TASK DESCRIPTION -
Count how many lines of the material hold "block". Respond with that number alone.

[Opening DATASET section]

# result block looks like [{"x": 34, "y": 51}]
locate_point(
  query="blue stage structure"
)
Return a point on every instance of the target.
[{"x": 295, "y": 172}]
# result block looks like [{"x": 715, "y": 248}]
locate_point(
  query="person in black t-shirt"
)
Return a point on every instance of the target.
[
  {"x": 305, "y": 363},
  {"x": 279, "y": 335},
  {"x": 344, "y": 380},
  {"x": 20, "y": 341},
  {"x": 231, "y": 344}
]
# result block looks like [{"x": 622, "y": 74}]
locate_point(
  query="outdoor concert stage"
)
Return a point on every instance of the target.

[Closing DATASET section]
[Opening DATASET section]

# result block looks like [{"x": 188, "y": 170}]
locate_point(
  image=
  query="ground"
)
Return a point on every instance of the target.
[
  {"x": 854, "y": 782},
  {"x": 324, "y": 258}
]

[Closing DATASET section]

EXPECTED ANSWER -
4